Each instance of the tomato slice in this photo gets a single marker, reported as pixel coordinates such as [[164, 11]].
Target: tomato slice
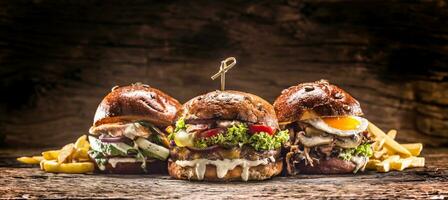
[[254, 128], [210, 133]]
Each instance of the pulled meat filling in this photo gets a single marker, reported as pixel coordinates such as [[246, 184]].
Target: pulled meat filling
[[309, 145]]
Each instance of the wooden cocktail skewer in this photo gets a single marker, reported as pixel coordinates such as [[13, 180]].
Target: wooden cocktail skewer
[[225, 66]]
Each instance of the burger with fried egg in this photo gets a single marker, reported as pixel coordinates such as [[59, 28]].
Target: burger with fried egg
[[327, 133], [226, 136], [127, 135]]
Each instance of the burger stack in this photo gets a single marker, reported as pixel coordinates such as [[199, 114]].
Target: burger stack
[[230, 135]]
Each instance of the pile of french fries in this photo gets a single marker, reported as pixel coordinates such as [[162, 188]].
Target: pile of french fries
[[71, 159], [390, 155]]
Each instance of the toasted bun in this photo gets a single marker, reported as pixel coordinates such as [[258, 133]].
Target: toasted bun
[[137, 102], [330, 166], [152, 167], [260, 172], [314, 99], [231, 105]]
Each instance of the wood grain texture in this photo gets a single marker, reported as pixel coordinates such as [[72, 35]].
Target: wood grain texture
[[59, 58], [419, 183]]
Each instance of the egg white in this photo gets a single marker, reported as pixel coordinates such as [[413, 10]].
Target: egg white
[[318, 123]]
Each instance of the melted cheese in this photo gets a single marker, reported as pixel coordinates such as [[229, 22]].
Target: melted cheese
[[223, 166]]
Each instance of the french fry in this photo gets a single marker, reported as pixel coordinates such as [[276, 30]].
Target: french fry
[[82, 143], [378, 145], [38, 158], [379, 154], [69, 168], [81, 154], [28, 160], [392, 133], [389, 142], [72, 158], [51, 155], [66, 152], [384, 166], [414, 148], [401, 164]]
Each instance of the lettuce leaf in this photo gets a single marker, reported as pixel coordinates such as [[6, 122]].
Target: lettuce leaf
[[364, 150], [180, 124], [237, 135], [264, 141]]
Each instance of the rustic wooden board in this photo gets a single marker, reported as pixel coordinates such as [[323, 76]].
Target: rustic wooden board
[[59, 58], [429, 182]]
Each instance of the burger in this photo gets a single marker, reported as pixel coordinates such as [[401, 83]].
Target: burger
[[328, 136], [226, 136], [127, 135]]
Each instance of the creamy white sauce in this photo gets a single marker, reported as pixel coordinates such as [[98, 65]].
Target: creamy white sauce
[[223, 166]]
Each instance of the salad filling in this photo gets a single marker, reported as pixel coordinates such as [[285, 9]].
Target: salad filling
[[127, 143], [227, 134]]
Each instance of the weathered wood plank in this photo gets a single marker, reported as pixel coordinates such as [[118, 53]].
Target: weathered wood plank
[[59, 58], [428, 182]]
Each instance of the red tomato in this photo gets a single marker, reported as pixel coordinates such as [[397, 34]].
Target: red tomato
[[261, 128], [211, 132]]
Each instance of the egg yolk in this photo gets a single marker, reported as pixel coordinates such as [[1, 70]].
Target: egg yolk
[[342, 123]]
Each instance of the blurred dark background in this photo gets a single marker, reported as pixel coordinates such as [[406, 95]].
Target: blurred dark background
[[59, 58]]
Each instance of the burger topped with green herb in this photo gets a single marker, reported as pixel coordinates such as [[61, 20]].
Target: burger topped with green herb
[[128, 135], [225, 136]]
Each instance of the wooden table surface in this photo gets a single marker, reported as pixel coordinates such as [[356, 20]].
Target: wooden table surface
[[20, 181]]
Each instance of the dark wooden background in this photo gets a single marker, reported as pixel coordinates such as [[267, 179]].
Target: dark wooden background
[[58, 58]]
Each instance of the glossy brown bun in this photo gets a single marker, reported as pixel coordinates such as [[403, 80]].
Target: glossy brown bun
[[260, 172], [230, 105], [330, 166], [152, 167], [314, 99], [137, 102]]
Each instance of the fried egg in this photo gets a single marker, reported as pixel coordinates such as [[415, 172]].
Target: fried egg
[[341, 126]]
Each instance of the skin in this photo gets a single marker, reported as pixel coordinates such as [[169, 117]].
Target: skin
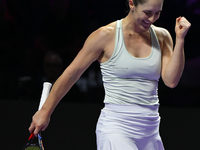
[[100, 46]]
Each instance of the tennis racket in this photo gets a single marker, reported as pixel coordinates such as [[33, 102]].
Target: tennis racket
[[38, 145]]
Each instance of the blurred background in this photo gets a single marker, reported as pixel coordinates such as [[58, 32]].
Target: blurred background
[[39, 39]]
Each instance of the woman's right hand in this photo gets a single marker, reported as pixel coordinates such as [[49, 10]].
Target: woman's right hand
[[40, 121]]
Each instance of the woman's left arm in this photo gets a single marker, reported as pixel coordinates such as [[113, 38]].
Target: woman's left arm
[[173, 61]]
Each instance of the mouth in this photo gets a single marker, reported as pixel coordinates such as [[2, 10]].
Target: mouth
[[147, 22]]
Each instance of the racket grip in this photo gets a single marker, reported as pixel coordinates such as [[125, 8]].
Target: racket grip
[[45, 93]]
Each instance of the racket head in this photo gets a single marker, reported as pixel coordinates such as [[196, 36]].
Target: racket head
[[34, 145]]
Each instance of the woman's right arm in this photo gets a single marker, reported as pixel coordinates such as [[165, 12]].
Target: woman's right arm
[[91, 51]]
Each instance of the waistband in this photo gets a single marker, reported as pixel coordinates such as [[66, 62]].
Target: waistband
[[132, 108]]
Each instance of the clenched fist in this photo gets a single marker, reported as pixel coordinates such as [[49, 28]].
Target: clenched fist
[[182, 27]]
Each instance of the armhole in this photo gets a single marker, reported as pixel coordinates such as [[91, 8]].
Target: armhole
[[116, 41]]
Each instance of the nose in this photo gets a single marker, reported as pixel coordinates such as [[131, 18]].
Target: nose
[[153, 18]]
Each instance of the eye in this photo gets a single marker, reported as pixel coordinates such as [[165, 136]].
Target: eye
[[158, 13], [147, 12]]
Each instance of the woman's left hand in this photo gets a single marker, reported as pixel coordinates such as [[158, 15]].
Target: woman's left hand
[[182, 27]]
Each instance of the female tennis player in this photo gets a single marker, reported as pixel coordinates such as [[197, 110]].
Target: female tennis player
[[133, 54]]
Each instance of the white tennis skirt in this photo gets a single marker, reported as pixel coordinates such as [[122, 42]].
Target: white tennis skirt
[[128, 127]]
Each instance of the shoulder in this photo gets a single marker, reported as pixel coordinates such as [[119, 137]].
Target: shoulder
[[163, 35], [105, 32]]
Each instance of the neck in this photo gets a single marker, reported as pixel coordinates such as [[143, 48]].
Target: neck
[[130, 25]]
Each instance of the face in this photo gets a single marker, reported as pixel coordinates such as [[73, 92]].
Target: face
[[144, 15]]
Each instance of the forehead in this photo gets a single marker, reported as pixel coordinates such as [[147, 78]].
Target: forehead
[[155, 5]]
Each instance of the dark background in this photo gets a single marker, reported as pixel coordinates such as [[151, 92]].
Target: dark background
[[32, 32]]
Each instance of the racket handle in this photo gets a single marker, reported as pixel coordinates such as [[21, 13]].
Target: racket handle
[[45, 93]]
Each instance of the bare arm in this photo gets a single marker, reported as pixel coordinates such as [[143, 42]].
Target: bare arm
[[91, 51], [173, 61]]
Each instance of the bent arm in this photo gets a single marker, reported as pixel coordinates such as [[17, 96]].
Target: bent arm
[[173, 61]]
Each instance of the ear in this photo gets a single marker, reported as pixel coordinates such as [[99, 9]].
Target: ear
[[131, 4]]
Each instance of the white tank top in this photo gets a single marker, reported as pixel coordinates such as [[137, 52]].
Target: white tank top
[[129, 80]]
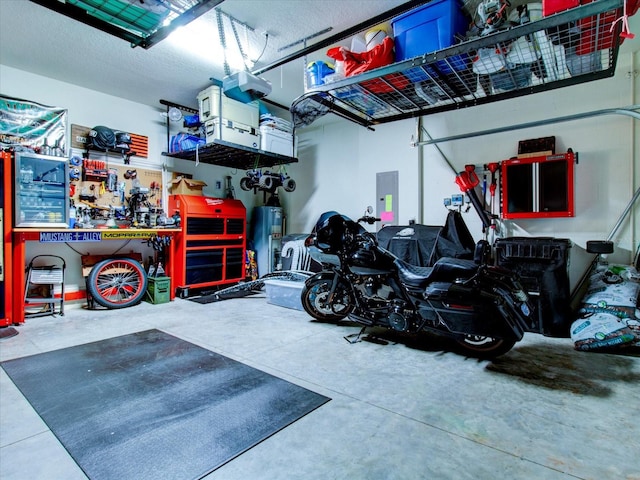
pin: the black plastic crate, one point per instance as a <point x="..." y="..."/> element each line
—————
Give the data above as a Markdown table with the columns "No." and "Line", one row per line numbered in order, with blank lines omitted. Leave the pictures out of the table.

Answer to the exercise:
| No. | Line |
|---|---|
| 1 | Each instance of the tomato slice in this photo gets a single marker, reported as pixel coordinates such as [[164, 11]]. |
| 2 | Target: tomato slice |
| 3 | [[254, 128], [210, 133]] |
| 4 | Each instance of the pulled meat filling in this photo gets a single marker, reported as pixel coordinates such as [[246, 184]]. |
| 5 | Target: pulled meat filling |
| 6 | [[309, 145]] |
| 7 | Each instance of the wooden cocktail skewer in this photo gets a single marker, reported as pixel coordinates such as [[13, 180]]. |
| 8 | Target: wooden cocktail skewer |
| 9 | [[225, 66]] |
| 10 | Each instance of the burger with fried egg in this photo gets a single marker, reported as pixel coordinates such as [[59, 28]]. |
| 11 | Target: burger with fried egg |
| 12 | [[327, 133], [226, 136], [127, 135]] |
| 13 | Each instance of the burger stack in this photo gets a single marker, reported as pixel coordinates such as [[199, 114]]. |
| 14 | Target: burger stack |
| 15 | [[230, 135]] |
| 16 | Each instance of the pile of french fries in this photo gets a single marker, reported as pixel coordinates such as [[162, 188]]. |
| 17 | Target: pile of french fries |
| 18 | [[71, 159], [390, 155]] |
| 19 | Each instance of the toasted bun in this photo gets a single marker, reported as pixel coordinates such as [[258, 133]]. |
| 20 | Target: toasted bun |
| 21 | [[137, 102], [330, 166], [152, 167], [260, 172], [314, 99], [231, 105]] |
| 22 | Each instance of the wood grain texture in this photo gets a single marker, reported as pixel coordinates such as [[72, 35]]. |
| 23 | Target: wood grain texture |
| 24 | [[59, 58], [419, 183]] |
| 25 | Each instance of the egg white in this photo gets a single marker, reported as pixel coordinates such as [[413, 10]]. |
| 26 | Target: egg white |
| 27 | [[318, 123]] |
| 28 | Each instance of the melted cheese in this photo gets a single marker, reported as pixel coordinates such as [[229, 22]]. |
| 29 | Target: melted cheese |
| 30 | [[223, 166]] |
| 31 | Each instance of the french fry in this photo gets a single marker, reported as pixel coordinates such as [[276, 30]]. |
| 32 | Target: french fry |
| 33 | [[82, 143], [378, 145], [38, 158], [379, 154], [69, 168], [81, 154], [28, 160], [392, 133], [389, 142], [72, 158], [51, 155], [66, 152], [384, 166], [414, 148], [401, 164]] |
| 34 | Each instance of the lettuce leaf in this photo gets a single marker, reported as pixel coordinates such as [[6, 122]]. |
| 35 | Target: lettuce leaf |
| 36 | [[364, 150], [180, 124], [237, 135], [264, 141]] |
| 37 | Each instance of the rustic wooden board in this photo gets a single marker, reported as pixel coordinates such as [[323, 76]]. |
| 38 | Target: rustic wooden board |
| 39 | [[59, 58], [429, 182]] |
| 40 | Each instance of the burger in this photo gets a single marker, reported as pixel coordinates such as [[401, 83]]. |
| 41 | Target: burger |
| 42 | [[328, 136], [226, 136], [127, 135]] |
| 43 | Each instance of the creamy white sauce in this photo gets a single marker, reported as pixel coordinates such as [[98, 65]]. |
| 44 | Target: creamy white sauce |
| 45 | [[223, 166]] |
| 46 | Each instance of the salad filling in this photo gets a single marker, reported as pixel coordinates such as [[285, 9]]. |
| 47 | Target: salad filling |
| 48 | [[127, 143], [227, 134]] |
| 49 | Each instance of the weathered wood plank in this photo gets a single marker, reported as pixel coordinates such as [[118, 53]]. |
| 50 | Target: weathered wood plank |
| 51 | [[59, 58], [428, 182]] |
| 52 | Each instance of the red tomato in this photo gets a single marker, reported as pixel coordinates such as [[397, 34]]. |
| 53 | Target: red tomato |
| 54 | [[261, 128], [211, 132]] |
| 55 | Each instance of the egg yolk in this photo gets a single marker, reported as pixel coordinates such as [[1, 70]]. |
| 56 | Target: egg yolk |
| 57 | [[342, 123]] |
| 58 | Each instance of the blurred dark background in this photo gets a single marker, reported as pixel coordinates such as [[406, 95]]. |
| 59 | Target: blurred dark background |
| 60 | [[59, 58]] |
| 61 | Each instance of the burger topped with green herb in this photo gets a single marker, reported as pixel coordinates such as [[61, 20]]. |
| 62 | Target: burger topped with green herb |
| 63 | [[128, 135], [225, 136]] |
| 64 | Each instance of the wooden table surface in this photo gets a single marker, reported as pixel coordinates such as [[356, 20]]. |
| 65 | Target: wooden table surface |
| 66 | [[20, 181]] |
| 67 | Each instance of the dark wooden background in this photo gets a single marker, reported as pixel coordinates such as [[267, 179]]. |
| 68 | Target: dark wooden background |
| 69 | [[58, 58]] |
| 70 | Each instance of the glossy brown bun in this photo gets a single marker, reported as pixel coordinates such as [[403, 80]]. |
| 71 | Target: glossy brown bun |
| 72 | [[260, 172], [230, 105], [330, 166], [152, 167], [314, 99], [137, 102]] |
| 73 | Each instance of the fried egg in this photo gets a single marker, reported as pixel coordinates such as [[415, 172]]. |
| 74 | Target: fried egg |
| 75 | [[341, 126]] |
| 76 | Each instance of the skin in this photo gets a single marker, reported as pixel coordinates such as [[169, 117]]. |
| 77 | Target: skin |
| 78 | [[100, 46]] |
| 79 | Each instance of the tennis racket in this photo gets a single marker, reported as pixel coordinates such as [[33, 102]]. |
| 80 | Target: tennis racket |
| 81 | [[38, 145]] |
| 82 | Each instance of the blurred background in this photo gets a single marker, reported as pixel coordinates such as [[58, 32]]. |
| 83 | Target: blurred background |
| 84 | [[39, 39]] |
| 85 | Each instance of the woman's right hand in this photo gets a single marker, reported as pixel coordinates such as [[49, 10]]. |
| 86 | Target: woman's right hand |
| 87 | [[40, 121]] |
| 88 | Each instance of the woman's left arm in this photo gets a single marker, reported as pixel coordinates such as [[113, 38]]. |
| 89 | Target: woman's left arm |
| 90 | [[173, 61]] |
| 91 | Each instance of the mouth in this photo gets a single marker, reported as pixel coordinates such as [[2, 10]]. |
| 92 | Target: mouth |
| 93 | [[147, 22]] |
| 94 | Each instance of the racket grip in this photo gets a single marker, reported as pixel coordinates such as [[125, 8]]. |
| 95 | Target: racket grip |
| 96 | [[45, 93]] |
| 97 | Each instance of the racket head in this photo gets a single marker, reported as pixel coordinates such as [[196, 36]]. |
| 98 | Target: racket head |
| 99 | [[34, 145]] |
| 100 | Each instance of the woman's right arm in this photo gets a single marker, reported as pixel coordinates such as [[165, 12]]. |
| 101 | Target: woman's right arm |
| 102 | [[91, 51]] |
| 103 | Each instance of the waistband in this photo gets a single marker, reported as pixel coordinates such as [[66, 62]]. |
| 104 | Target: waistband |
| 105 | [[132, 108]] |
| 106 | Each instance of the clenched fist in this photo gets a single marker, reported as pixel coordinates such as [[49, 28]]. |
| 107 | Target: clenched fist |
| 108 | [[182, 27]] |
| 109 | Each instance of the armhole in this photo gets a single marker, reported as pixel coordinates such as [[91, 8]]. |
| 110 | Target: armhole |
| 111 | [[116, 41]] |
| 112 | Each instance of the nose in this photo gets a single marker, reported as pixel coordinates such as [[131, 18]]. |
| 113 | Target: nose |
| 114 | [[153, 18]] |
| 115 | Each instance of the eye in this photo gets a single marker, reported as pixel coordinates such as [[165, 136]]. |
| 116 | Target: eye |
| 117 | [[158, 13], [147, 12]] |
| 118 | Each instance of the woman's left hand in this photo gets a single marker, reported as pixel coordinates such as [[158, 15]]. |
| 119 | Target: woman's left hand |
| 120 | [[182, 27]] |
| 121 | Each instance of the female tennis player in this photo gets a single marker, reported as pixel coordinates such as [[197, 110]]. |
| 122 | Target: female tennis player |
| 123 | [[133, 54]] |
| 124 | Each instance of the white tennis skirt in this photo gets a single marker, reported as pixel coordinates such as [[122, 42]]. |
| 125 | Target: white tennis skirt |
| 126 | [[128, 127]] |
| 127 | Each instance of the shoulder in this photo gets a single marker, reported as pixel coordinates such as [[119, 137]]. |
| 128 | Target: shoulder |
| 129 | [[163, 35], [105, 32]] |
| 130 | Each instance of the neck in this photo gets a single marker, reported as pixel coordinates such as [[143, 48]]. |
| 131 | Target: neck |
| 132 | [[130, 25]] |
| 133 | Each instance of the face in this photo gets a single marker, reported as pixel coordinates such as [[73, 92]]. |
| 134 | Target: face |
| 135 | [[144, 15]] |
| 136 | Each instance of the forehead in this photo gets a single marker, reported as pixel coordinates such as [[147, 78]]. |
| 137 | Target: forehead |
| 138 | [[155, 5]] |
| 139 | Each instance of the dark background in this photo gets a single marker, reported as pixel coordinates such as [[151, 92]]. |
| 140 | Target: dark background |
| 141 | [[32, 32]] |
| 142 | Each instance of the racket handle in this photo gets a single marker, reported as pixel coordinates such as [[21, 13]]. |
| 143 | Target: racket handle |
| 144 | [[45, 93]] |
| 145 | Each instance of the bare arm in this photo gets a single marker, reported as pixel coordinates such as [[143, 42]]. |
| 146 | Target: bare arm |
| 147 | [[91, 51], [173, 61]] |
| 148 | Each instance of the bent arm in this photo gets a single marker, reported as pixel coordinates such as [[17, 96]]. |
| 149 | Target: bent arm |
| 150 | [[173, 61]] |
| 151 | Each instance of the ear in this photo gets a single marker, reported as pixel coordinates such as [[99, 9]]. |
| 152 | Target: ear |
| 153 | [[131, 4]] |
| 154 | Each instance of the white tank top in this photo gets a single marker, reported as pixel coordinates such as [[137, 52]]. |
| 155 | Target: white tank top |
| 156 | [[129, 80]] |
| 157 | pin: the black plastic crate, one point per instance as a <point x="..." y="..."/> element each line |